Copy out the stretch of the data below from the line containing "Can you find the person" through the line containing "x=212, y=94", keeping every line unchanged.

Data taken from a collection:
>> Begin

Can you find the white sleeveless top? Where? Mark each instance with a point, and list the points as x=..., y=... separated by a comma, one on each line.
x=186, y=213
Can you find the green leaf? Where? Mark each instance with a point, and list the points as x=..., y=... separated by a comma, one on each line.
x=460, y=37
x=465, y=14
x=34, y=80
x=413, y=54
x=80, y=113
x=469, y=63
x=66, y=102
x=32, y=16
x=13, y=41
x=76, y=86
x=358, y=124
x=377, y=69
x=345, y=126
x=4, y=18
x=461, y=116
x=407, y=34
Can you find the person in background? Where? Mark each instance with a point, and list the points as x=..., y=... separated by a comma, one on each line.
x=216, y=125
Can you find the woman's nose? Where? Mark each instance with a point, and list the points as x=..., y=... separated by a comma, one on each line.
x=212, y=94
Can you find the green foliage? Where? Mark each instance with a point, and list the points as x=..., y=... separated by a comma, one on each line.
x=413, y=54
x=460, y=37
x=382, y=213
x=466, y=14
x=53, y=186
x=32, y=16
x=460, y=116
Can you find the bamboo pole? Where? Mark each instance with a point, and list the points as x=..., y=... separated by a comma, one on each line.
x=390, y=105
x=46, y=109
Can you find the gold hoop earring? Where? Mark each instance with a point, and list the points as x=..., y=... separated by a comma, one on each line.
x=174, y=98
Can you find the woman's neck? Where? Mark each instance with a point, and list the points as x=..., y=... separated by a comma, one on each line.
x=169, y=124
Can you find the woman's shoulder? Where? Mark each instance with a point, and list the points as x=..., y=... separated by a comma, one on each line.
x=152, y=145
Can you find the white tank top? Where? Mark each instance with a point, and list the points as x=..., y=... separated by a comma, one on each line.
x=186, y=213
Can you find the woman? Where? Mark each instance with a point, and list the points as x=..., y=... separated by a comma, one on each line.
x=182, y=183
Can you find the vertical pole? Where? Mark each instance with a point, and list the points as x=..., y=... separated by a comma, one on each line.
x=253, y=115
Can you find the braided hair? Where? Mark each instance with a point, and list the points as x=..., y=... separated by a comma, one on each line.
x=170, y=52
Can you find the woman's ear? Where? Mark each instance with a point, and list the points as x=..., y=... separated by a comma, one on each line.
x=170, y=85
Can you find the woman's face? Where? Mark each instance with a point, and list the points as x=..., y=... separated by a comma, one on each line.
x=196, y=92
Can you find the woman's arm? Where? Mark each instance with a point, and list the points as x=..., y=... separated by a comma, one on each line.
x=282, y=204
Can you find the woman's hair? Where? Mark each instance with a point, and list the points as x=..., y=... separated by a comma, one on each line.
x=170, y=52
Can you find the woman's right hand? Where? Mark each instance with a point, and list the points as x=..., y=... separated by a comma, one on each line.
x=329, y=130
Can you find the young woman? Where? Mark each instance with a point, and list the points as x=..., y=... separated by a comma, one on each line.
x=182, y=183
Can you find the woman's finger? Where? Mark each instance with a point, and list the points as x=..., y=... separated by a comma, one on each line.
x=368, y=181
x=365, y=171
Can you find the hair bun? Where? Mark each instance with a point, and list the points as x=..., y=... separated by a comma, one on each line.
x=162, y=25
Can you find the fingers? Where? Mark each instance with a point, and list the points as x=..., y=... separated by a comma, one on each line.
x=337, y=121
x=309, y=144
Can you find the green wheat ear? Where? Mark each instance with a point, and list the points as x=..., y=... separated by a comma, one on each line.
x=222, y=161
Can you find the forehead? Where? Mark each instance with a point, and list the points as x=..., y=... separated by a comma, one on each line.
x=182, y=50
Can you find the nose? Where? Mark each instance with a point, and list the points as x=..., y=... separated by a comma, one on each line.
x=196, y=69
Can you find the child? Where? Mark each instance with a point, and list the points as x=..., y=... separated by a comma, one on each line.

>> End

Finished exercise
Can you find the person in background? Where? Mark each instance with a point, and list the points as x=..., y=... separated by a comma, one on each line.
x=216, y=125
Can you find the woman's nose? Where? Mark each instance with a point, and list the points as x=..., y=... separated by a comma, one on each line.
x=212, y=94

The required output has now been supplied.